━━━ Task data ━━━

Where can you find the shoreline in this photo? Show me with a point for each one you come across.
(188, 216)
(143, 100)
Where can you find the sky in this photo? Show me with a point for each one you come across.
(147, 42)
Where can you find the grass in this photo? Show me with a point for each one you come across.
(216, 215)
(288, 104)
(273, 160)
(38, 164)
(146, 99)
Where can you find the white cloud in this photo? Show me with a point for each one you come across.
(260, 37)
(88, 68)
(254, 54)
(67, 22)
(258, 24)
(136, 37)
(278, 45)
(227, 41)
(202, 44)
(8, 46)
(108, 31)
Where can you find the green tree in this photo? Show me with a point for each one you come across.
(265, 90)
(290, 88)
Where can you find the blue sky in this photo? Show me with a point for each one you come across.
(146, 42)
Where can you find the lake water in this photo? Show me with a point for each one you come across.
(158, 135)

━━━

● **Description of the task**:
Exactly the lines from the one containing "Where can you find the lake" through the last line of the records are to be transcribed, both endpoints included.

● **Written response**:
Where can you find the lake water in this photo? Show me with a point for each one you come across.
(158, 135)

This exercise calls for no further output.